═════ Texto fornecido

Será que aprendeu as lições sobre preconceito em um festival de rock?

A música é uma das maiores expressões culturais e artísticas da humanidade e, como toda forma de arte, não é estanque, ela dialoga com o cotidiano, com a política. Pode demonstrar, ou denunciar, aspectos de uma sociedade. Esse autor gosta, dentre outros estilos, de rock’n’roll e de heavy metal, e já tratou do tema aqui no Xadrez Verbal, como na morte de Joe Cocker. E um fenômeno social e político brasileiro é o de roqueiros e headbangers (“batedores de cabeça” em tradução literal, termo sobre quem gosta de heavy metal) que possuem posturas extremamente conservadoras. Não se trata de diferentes argumentos e perspectivas políticas válidas, mas de uma postura moralista, julgadora. Muitas vezes chega-se ao preconceito, o que é, no mínimo, contraditório quando se trata de rock’n’roll e de heavy metal.

O mais explícito e simples é o caso de um roqueiro ou headbanger que seja racista. Sim, a pessoa é racista porque é babaca, não porque gosta de determinada música. O ponto é o contrário: alguém que aprecie o gênero musical que descendente diretamente de um caldeirão de influências de música afro-americana, como blues, jazz e gospel, deveria ser qualquer coisa, menos racista. A mais extrema banda de metal escandinava está ligada ao som de Chuck Berry. O aprendizado, aqui, é simples e direto: não dá para ter um preconceito étnico contra uma cultura que, em parte (já que temos também as influências do country, por exemplo) se deve a esse grupo étnico.

══════════
═════ Entradas fornecidas

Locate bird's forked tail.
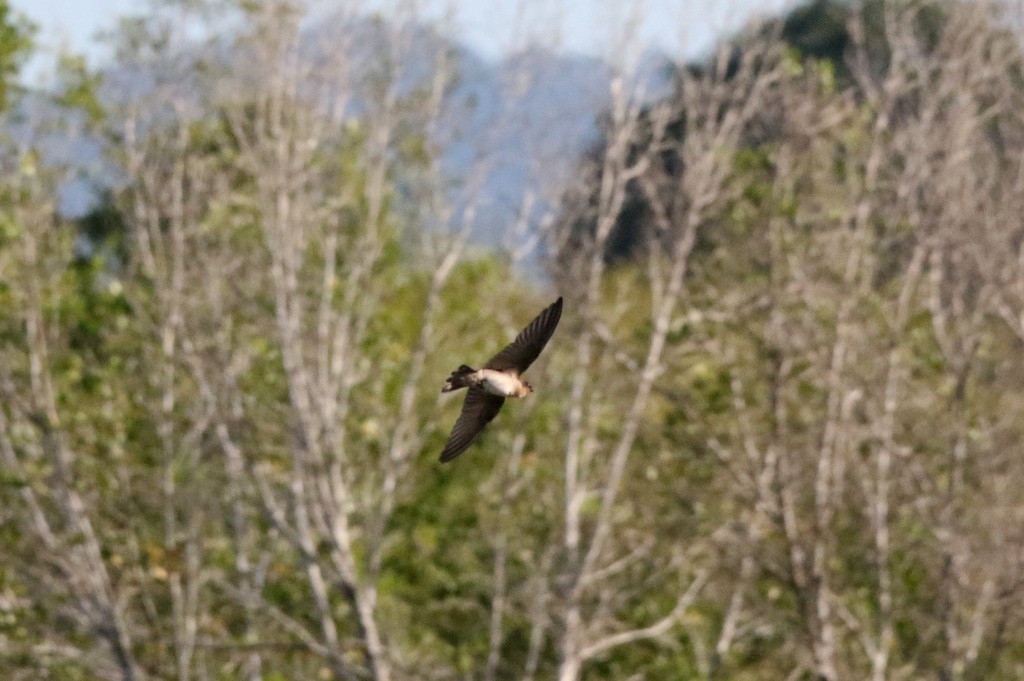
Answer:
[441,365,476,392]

══════════
═════ Entradas fornecidas

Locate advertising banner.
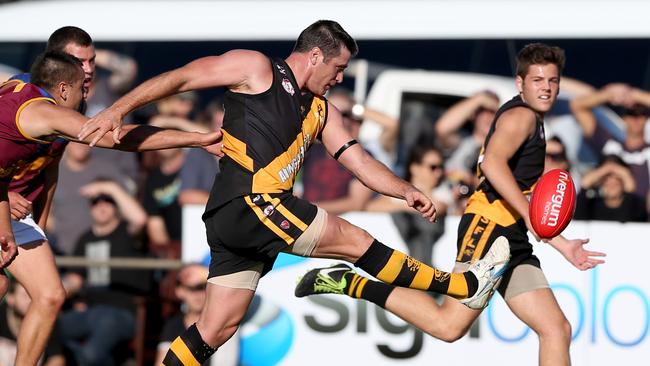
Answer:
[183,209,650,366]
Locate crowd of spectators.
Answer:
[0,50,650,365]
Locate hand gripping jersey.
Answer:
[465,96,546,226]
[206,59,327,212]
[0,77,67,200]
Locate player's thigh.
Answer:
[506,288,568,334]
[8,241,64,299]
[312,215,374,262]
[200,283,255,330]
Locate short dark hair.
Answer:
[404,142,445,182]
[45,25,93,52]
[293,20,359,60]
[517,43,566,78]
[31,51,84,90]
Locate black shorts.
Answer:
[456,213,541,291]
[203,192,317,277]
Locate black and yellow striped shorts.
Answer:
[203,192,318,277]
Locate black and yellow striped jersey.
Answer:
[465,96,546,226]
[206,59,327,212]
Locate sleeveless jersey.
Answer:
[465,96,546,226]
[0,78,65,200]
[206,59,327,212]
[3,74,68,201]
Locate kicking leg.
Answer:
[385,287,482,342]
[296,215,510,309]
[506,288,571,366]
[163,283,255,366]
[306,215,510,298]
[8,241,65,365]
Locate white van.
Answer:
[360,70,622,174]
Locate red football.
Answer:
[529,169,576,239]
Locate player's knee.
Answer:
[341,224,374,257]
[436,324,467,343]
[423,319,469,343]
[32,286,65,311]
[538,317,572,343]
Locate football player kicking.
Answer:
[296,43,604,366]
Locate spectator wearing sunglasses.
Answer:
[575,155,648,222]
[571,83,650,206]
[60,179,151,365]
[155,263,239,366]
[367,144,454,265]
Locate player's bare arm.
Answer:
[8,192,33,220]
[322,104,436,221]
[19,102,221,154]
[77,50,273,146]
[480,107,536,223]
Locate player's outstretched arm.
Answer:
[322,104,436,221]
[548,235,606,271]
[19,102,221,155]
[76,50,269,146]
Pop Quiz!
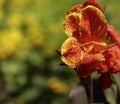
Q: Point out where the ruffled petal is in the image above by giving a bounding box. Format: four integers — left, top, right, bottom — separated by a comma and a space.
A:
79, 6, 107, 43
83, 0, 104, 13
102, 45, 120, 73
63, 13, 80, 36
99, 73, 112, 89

══════════

▶ Tarefas a cumprir
1. Diga se cada afirmação abaixo está de acordo com o texto sobre rock e preconceito, respondendo sim ou não e citando literalmente as palavras do texto que decidem a questão. (a) O autor declara gostar de rock’n’roll e de heavy metal. (b) Segundo o texto, uma pessoa é racista por gostar de determinada música. (c) O texto menciona o country como uma das influências do gênero.
2. Escreva a continuação do texto sobre rock e preconceito a partir da última frase apresentada.
As entradas não têm nenhum papel nesta atividade.

▶ Respostas esperadas
1.
(a) Sim: “Esse autor gosta, dentre outros estilos, de rock’n’roll e de heavy metal”.
(b) Não: “a pessoa é racista porque é babaca, não porque gosta de determinada música”.
(c) Sim: “já que temos também as influências do country, por exemplo”.

2.
Dada a devoção ao rock, ao heavy metal, às suas bandas preferidas, o roqueiro é um devoto. “Iron Maiden is my religion” (Iron Maiden é minha religião; Iron Maiden é uma banda britânica de heavy metal). O comportamento cria uma espécie de ideologia que coloca alguns gêneros musicais como superiores; o rock, o “metal verdadeiro”, um comportamento que gera piada e sátiras, como os “tr00s”, brincadeira com o termo em inglês true metal. Por consequência, outros gêneros são inferiores, muitas vezes, aqui no Brasil, os gêneros tipicamente locais, como axé ou pagode. Que não precisam agradar ao ouvido de ninguém, sequer agradam aos desse autor.

No país, soma-se o fato que boa parte das pessoas que gosta dos gêneros aqui tratados são, normalmente, pessoas que se dedicam ao estudo da língua inglesa, já que o idioma é praticamente a língua universal do rock. Não existe um headbanger que não tenha aprendido um pouco de inglês com um encarte com as letras e um dicionário na mão (ou no Google, para a nova geração). Isso cria ainda mais uma aura de superioridade ao estilo, ao gênero e aos seus adeptos. E quem julga o que o outro coloca em seu fone de ouvido, pode muito bem julgar o que o outro pensa ou como leva sua vida. Quando o rock deveria ser sobre exatamente o contrário.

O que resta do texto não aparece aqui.